▶ **Data**
▶
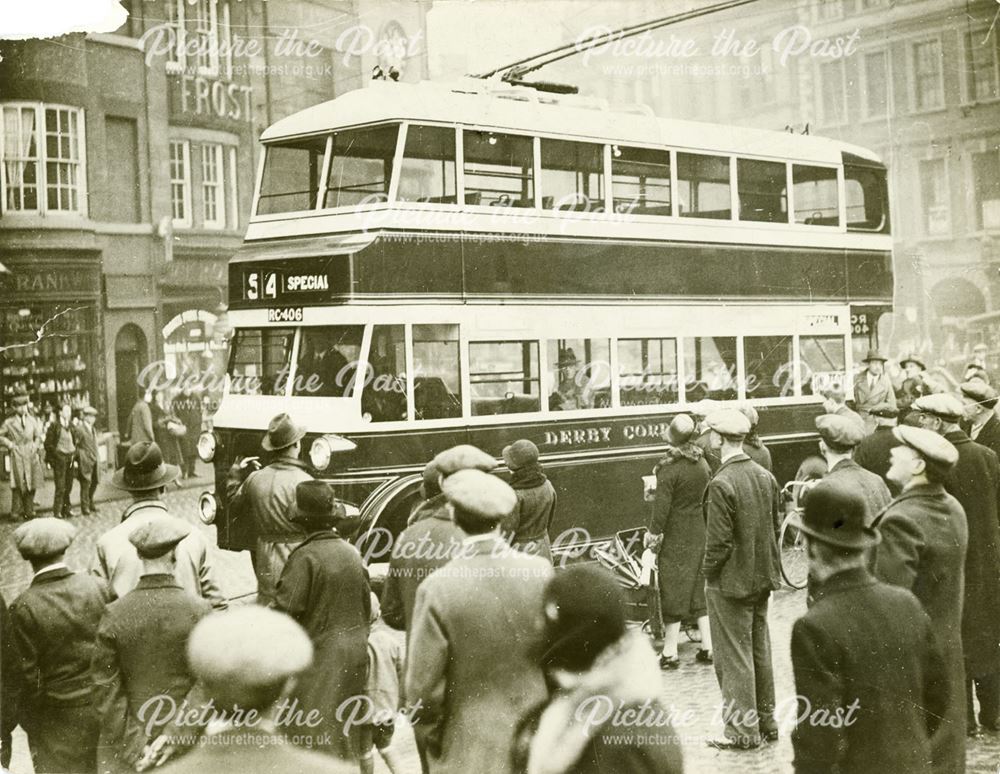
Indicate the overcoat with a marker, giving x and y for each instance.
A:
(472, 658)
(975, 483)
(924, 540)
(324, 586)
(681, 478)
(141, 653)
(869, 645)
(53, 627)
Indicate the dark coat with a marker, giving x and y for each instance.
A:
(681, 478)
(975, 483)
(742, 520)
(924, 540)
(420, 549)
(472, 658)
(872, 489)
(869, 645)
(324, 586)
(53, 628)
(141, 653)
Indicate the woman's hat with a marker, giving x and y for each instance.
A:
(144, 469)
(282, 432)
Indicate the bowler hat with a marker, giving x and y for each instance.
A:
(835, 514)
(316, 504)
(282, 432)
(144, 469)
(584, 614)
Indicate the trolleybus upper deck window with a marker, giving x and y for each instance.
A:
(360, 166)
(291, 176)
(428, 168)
◀
▶
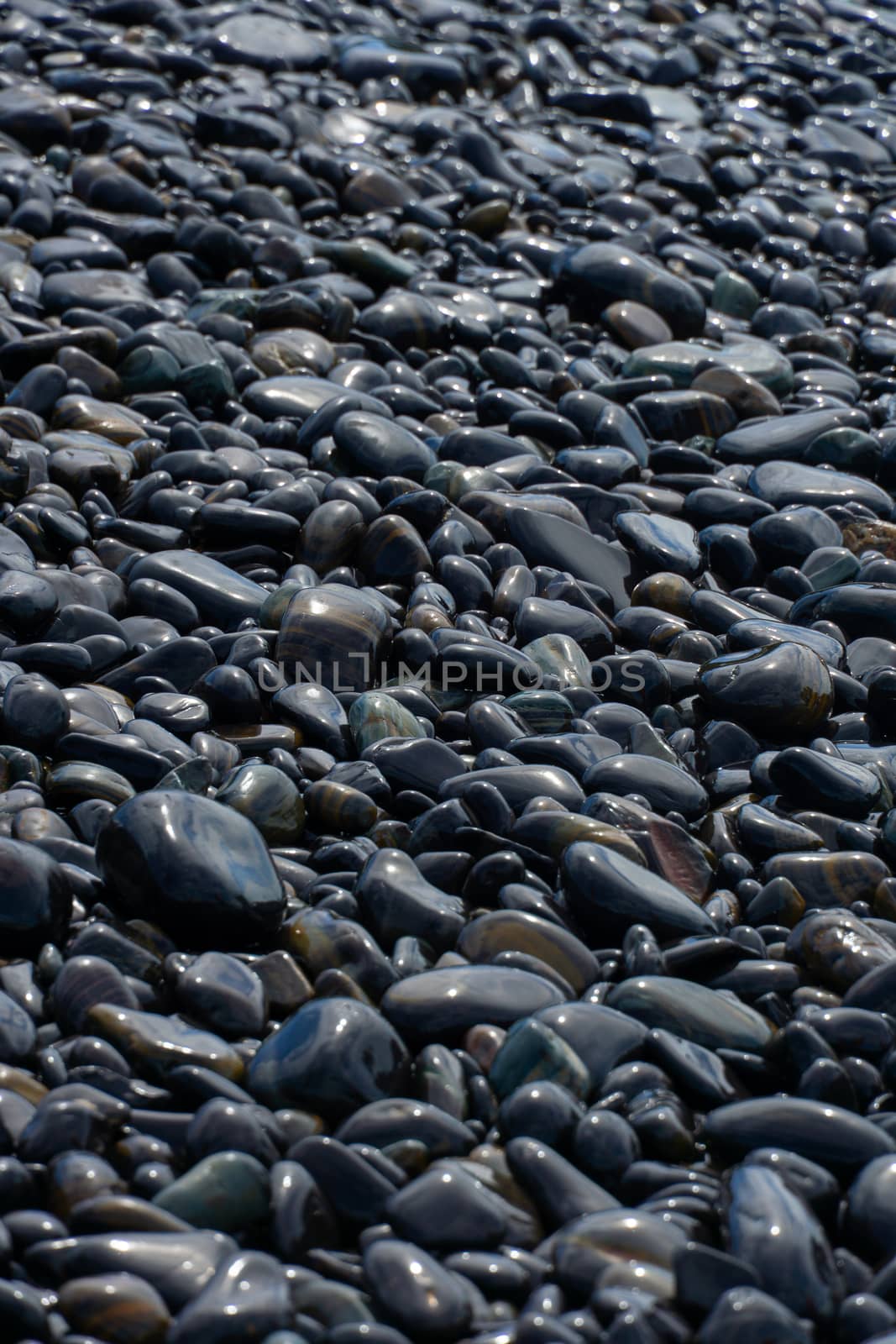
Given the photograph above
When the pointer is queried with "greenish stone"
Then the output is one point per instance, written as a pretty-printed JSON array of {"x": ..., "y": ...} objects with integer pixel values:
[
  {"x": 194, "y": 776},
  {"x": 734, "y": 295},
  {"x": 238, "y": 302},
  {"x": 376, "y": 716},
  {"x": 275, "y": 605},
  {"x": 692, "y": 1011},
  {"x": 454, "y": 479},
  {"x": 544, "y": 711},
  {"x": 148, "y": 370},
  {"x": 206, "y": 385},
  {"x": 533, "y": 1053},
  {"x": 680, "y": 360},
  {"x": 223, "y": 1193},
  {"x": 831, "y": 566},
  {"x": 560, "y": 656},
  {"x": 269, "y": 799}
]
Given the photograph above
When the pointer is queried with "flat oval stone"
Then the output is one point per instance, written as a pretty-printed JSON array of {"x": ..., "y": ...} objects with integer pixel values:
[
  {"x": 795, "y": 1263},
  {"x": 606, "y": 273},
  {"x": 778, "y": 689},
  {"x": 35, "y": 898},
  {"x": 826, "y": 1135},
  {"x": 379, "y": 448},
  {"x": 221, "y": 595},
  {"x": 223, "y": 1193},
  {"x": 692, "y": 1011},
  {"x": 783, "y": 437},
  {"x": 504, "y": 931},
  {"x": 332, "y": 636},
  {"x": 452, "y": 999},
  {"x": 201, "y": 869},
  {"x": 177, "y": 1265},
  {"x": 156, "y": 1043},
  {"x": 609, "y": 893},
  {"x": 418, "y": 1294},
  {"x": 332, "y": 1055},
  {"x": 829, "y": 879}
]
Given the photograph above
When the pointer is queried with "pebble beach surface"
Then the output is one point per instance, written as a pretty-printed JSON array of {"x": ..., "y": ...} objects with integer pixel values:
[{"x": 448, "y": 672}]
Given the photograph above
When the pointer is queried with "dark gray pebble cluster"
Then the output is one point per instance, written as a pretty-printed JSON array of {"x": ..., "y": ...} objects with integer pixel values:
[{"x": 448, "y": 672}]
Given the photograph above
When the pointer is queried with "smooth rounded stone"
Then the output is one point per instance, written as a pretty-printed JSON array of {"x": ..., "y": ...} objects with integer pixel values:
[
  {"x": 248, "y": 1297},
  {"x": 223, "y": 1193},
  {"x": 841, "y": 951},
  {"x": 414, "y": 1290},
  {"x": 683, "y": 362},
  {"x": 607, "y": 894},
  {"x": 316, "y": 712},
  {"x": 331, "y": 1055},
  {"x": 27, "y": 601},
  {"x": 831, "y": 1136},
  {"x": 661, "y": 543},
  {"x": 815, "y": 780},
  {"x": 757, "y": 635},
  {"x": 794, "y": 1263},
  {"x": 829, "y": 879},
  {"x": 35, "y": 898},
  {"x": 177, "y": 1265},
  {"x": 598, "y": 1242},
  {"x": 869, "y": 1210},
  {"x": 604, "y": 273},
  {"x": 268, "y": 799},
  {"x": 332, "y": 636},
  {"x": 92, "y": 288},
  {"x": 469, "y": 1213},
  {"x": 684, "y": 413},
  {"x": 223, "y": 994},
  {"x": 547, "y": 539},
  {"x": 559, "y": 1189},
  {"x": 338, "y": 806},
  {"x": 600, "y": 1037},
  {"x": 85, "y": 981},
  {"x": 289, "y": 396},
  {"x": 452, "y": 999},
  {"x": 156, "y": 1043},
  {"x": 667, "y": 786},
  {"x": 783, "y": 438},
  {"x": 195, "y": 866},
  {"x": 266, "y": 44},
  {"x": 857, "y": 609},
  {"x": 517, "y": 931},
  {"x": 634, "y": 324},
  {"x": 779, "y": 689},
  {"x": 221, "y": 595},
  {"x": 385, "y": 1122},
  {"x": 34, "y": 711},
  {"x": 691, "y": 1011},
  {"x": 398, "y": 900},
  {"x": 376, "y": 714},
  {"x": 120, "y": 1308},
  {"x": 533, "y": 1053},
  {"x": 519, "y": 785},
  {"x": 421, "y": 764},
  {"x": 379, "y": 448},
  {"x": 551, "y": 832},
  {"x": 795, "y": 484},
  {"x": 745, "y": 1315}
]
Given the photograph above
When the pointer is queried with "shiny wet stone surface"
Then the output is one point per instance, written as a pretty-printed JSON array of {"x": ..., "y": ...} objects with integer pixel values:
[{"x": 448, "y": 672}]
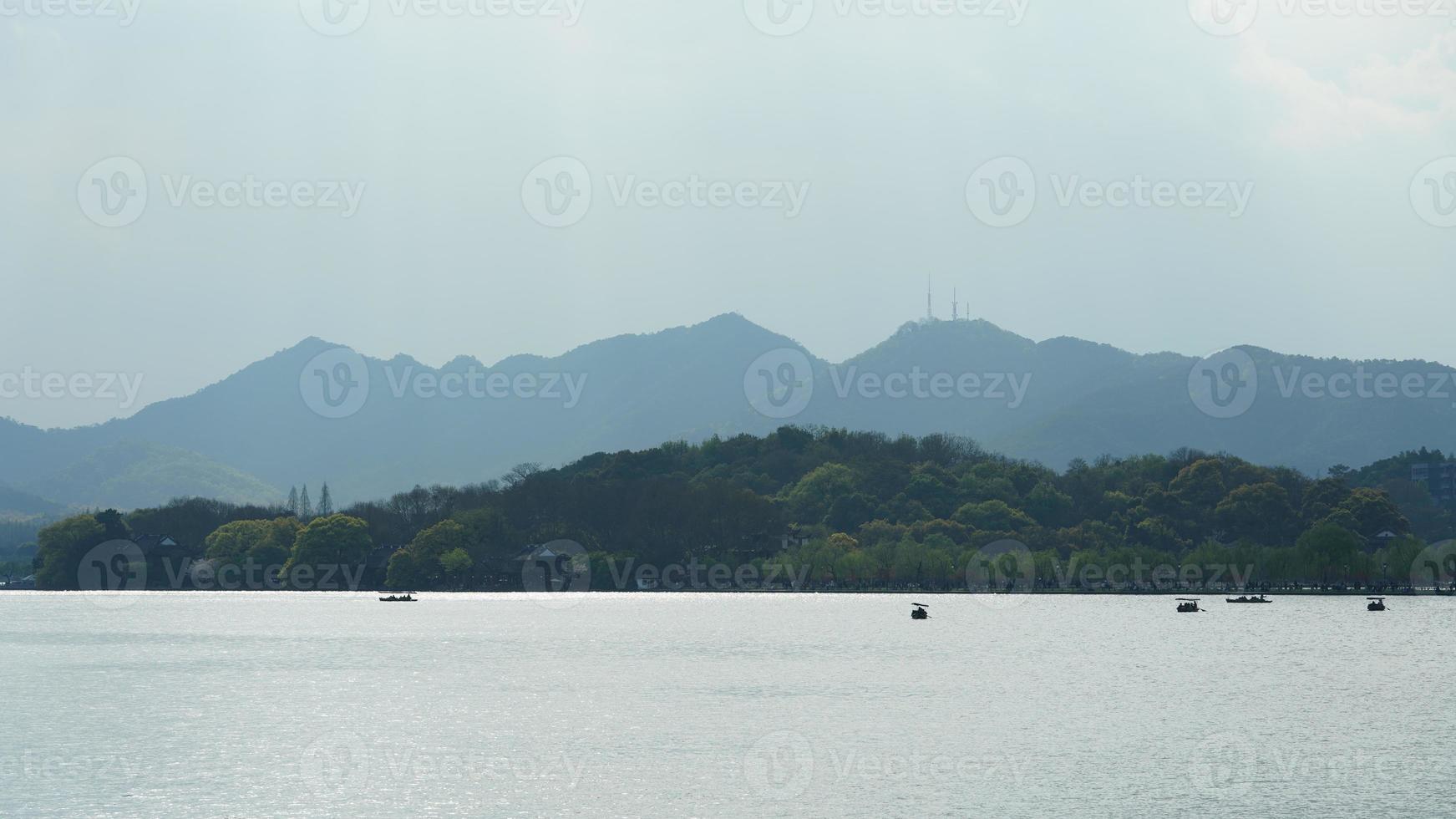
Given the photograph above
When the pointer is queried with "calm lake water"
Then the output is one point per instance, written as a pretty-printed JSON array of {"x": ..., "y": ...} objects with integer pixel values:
◀
▶ **Task objective**
Find every line in the data above that contains the string "Indicate" and reproduce each of those lines in full. Treat the match as case-sensitive.

▶ **Finished task**
Indicate the overcoat with a marker, giving x and y for each instance.
Indicate the dark coat with a marker, giving x and y for each instance.
Indicate the woman's hat with a marker, giving x and y for each instance.
Indicate the bowler hat with a marker, giving x and y for each instance.
Indicate the trolleybus upper deck window with a marker, giving x and y for each instance.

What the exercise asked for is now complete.